> **GOAL OF THE EXERCISE**
Your answer should be the exact lines of the data below from the one containing "The component shall return one point per instance of the lily" through the one containing "the woman's left"; please include nothing else.

BEGIN

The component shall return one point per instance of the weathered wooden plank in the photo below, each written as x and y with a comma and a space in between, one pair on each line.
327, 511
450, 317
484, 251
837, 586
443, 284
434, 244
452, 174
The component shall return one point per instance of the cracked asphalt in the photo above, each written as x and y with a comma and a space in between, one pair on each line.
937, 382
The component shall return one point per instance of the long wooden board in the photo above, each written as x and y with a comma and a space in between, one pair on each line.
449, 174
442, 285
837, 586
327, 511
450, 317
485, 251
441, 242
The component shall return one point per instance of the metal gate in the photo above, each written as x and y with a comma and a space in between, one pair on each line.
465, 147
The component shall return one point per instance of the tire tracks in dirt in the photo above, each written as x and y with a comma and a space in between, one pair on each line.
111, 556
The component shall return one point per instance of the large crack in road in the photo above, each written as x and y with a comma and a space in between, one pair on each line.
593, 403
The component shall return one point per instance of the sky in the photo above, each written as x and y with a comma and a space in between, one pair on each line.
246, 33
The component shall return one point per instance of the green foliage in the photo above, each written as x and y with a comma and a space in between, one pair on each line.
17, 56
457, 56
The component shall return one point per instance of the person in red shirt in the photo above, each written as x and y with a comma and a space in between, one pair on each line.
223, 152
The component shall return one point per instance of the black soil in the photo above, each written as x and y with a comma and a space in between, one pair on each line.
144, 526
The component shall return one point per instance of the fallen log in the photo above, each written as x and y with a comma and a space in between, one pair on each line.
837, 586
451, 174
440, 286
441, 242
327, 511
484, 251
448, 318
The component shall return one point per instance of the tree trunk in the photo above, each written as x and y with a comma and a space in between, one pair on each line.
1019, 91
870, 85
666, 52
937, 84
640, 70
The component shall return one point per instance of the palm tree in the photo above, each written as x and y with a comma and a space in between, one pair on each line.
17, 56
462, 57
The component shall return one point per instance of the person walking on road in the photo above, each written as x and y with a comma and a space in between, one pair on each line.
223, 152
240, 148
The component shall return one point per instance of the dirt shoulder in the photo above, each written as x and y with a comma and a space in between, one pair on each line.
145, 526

END
BEGIN

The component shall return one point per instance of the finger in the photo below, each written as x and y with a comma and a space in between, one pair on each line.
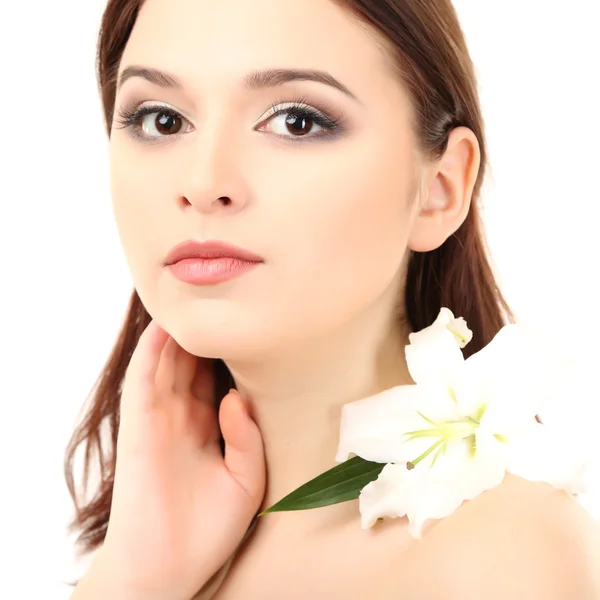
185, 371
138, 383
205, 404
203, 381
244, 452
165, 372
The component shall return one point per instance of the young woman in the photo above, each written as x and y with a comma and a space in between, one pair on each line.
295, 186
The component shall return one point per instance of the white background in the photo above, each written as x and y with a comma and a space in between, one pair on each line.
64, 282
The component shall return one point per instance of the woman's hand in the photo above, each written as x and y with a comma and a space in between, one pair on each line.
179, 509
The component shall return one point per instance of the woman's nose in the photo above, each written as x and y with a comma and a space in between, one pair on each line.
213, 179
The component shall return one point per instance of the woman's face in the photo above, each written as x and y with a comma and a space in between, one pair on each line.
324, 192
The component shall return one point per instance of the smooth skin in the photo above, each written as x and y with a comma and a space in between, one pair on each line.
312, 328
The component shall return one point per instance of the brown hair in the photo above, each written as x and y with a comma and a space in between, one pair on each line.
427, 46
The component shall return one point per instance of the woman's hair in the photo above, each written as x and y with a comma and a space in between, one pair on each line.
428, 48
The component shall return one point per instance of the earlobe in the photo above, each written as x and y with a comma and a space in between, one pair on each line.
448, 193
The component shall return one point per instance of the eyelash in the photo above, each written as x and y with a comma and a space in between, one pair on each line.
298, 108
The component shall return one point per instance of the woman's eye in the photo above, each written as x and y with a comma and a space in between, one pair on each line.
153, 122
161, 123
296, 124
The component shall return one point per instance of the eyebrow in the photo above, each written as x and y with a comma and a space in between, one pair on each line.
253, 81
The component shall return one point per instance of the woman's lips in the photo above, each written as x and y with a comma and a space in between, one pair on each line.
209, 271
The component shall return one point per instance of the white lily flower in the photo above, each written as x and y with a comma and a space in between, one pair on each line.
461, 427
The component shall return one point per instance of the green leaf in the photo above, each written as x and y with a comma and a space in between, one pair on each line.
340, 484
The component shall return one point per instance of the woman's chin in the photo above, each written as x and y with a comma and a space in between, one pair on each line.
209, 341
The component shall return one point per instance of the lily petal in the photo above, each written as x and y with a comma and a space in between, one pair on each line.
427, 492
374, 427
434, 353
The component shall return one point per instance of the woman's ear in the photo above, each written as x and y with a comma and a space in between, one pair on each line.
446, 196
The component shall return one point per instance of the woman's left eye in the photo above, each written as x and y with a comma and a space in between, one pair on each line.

END

> **EXERCISE ANSWER**
The component shall return one point per instance of the lily petal in the photo above, each written as x and y with a comma and a space in between, one pair on each line.
427, 492
374, 427
434, 353
The component shall return one point per instance of the woman's ear in the photo above, each written as x and y with a comma and a space in between, one pair on each line.
446, 196
The component shall return one point per instance of the woman's left eye in the photo above, each written as x and y with a comma and a space in between, one pair on each line.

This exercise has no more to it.